#### Exercise instructions
Please pick out and copy every line below that contains the word "snow". Case counts.

#### Listed entries
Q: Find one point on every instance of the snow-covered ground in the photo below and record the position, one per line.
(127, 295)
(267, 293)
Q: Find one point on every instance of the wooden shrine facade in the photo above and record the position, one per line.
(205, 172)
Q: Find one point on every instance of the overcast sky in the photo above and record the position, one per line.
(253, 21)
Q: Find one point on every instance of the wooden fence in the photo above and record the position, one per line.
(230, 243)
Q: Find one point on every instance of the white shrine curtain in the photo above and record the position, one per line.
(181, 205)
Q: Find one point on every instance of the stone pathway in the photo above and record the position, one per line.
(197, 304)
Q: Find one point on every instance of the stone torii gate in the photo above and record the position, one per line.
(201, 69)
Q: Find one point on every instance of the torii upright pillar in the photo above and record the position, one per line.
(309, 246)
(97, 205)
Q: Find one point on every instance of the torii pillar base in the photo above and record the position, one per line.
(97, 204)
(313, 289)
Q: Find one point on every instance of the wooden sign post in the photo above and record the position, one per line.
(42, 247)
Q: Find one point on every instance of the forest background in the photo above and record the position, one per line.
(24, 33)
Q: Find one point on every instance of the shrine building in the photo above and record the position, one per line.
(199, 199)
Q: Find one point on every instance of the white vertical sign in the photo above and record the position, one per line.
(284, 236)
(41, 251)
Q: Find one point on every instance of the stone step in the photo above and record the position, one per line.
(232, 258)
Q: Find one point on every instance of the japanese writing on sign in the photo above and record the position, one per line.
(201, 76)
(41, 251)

--

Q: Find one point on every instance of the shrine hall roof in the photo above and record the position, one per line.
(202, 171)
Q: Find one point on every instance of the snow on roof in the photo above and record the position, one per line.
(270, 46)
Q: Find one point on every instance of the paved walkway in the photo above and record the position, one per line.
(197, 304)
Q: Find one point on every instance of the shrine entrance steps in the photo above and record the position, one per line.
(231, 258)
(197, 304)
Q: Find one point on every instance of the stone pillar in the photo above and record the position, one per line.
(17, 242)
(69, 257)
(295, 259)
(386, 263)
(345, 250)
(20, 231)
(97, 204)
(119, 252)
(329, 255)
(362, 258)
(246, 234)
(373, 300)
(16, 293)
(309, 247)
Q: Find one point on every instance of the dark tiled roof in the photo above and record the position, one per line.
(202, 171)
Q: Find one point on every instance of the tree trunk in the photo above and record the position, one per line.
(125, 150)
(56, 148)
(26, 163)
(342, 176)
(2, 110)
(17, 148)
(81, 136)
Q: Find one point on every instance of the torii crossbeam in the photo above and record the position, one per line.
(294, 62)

#### The reply
Q: Find one point on every instance of the snow-covered ground in the photo below and record the position, one per line.
Q: Find one point on every instance of the snow on roof in the photo above and record the position, one per line.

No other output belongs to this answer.